» PASSAGE FOR REVIEW
————————

Counterbalancing the Pair of ACEs
“There is a disproportionate amount of adversity to our low-income children and families,” says Meribeth Robinson, chief clinical officer from Crossnore School and Children’s Home, the “Anchor Farm” for the larger community garden network planned for Winston-Salem. “The ACE Study found a relationship between childhood toxic stress and adult risk-taking behaviors and chronic illnesses. The ACE study found a tie between childhood adversity and negative outcomes, including abuse, substance abuse, domestic violence, physical and emotional neglect, divorce, mental illness, incarceration and homelessness. The pair of ACEs illustrates the relationship between adversity within a family and adversity within a community. Adverse community environments include: poverty, discrimination, community disruption, lack of opportunity/economic mobility/social capital, violence and poor housing quality and affordability.If you can imagine a tree with the leaves representing the adversity of a family and the roots are losing their nutrients, the leaves cannot survive.” At the local level, Robinson says, building trauma-resilient communities is “building more fertile soil,” literally and figuratively.
“Trauma is about broken relationships,” she says. “Connection is broken with the body/self, family, friends, community, nature and spirit. Resilience is the ability to bounce back; however, this implies it is up to the family and child to bounce back. In collaboration with Miracle Grounds Farm at Crossnore School and Children’s Home as the Anchor Garden, we are literally creating soil to build resilience for the children and families on the campus and the larger community. Together, as a community, we are doing more than bouncing back, we are working toward healing the ‘roots,’ which will create a regenerative process of healthy roots.”
Rx Vegetables, the Healthy Food-to-Plate Pipeline
In addition to the community network, the Story of the Plate initiative also creates stronger communities through improved physical health, says Mathis. Using terms like “prescription vegetables,” he explains that healthier meals can result in reduced levels of illness, pain and need for medical services.

————————

» CHECK YOUR UNDERSTANDING
1. In the passage on community gardens and childhood adversity, what position does Meribeth Robinson hold?
2. Please carry on the passage about community gardens and childhood adversity, starting after its final sentence.

» THE DATA

————————

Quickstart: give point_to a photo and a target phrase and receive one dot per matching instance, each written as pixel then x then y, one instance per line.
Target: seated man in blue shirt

————————

» EXPECTED RESPONSES
1. She is chief clinical officer at Crossnore School and Children's Home.

2.
For instance, Mathis says, “A1C levels with type 2 diabetes in patients can drop drastically by integrating prescription vegetables and dining-for-diabetes programs that move the patient through a food-to-plate pipeline (i.e., growing food in a garden and learning to prepare healthier meals). In addition, when patients, their families and the community at large (social soils) interact with the actual soil (garden and farm), we begin to develop an important component in designing health into our cities,” he says. “Simply, it’s about connecting to the very thing that connects all of us—the soil, the food and the citizens who consume it.
“We are co-designing a step-by-step video that will unpack how to start this type of healthy community initiative,” Mathis explains.
Healthy Foods, the Environment and Classrooms
In collaboration with the Career Center, the Story of the Plate is also a part of the comprehensive educational effort to integrate experiential learning into the classroom that includes course in alternative energy, environmental science, culinary arts, digital media and others.
Co-founder of the Curriculum Design initiative Kai Ehnes states that “the course curriculum that we are co-creating here can be replicated anywhere, at any school and most importantly it prepares students for the economy of the future: a bio-based economy.”
“Telling a new story of the plate is simply about reconnecting with natural cycles that make life possible on our little blue miracle planet,” said Mathis. “It’s about connecting waste-to-soil and soil-to-food.”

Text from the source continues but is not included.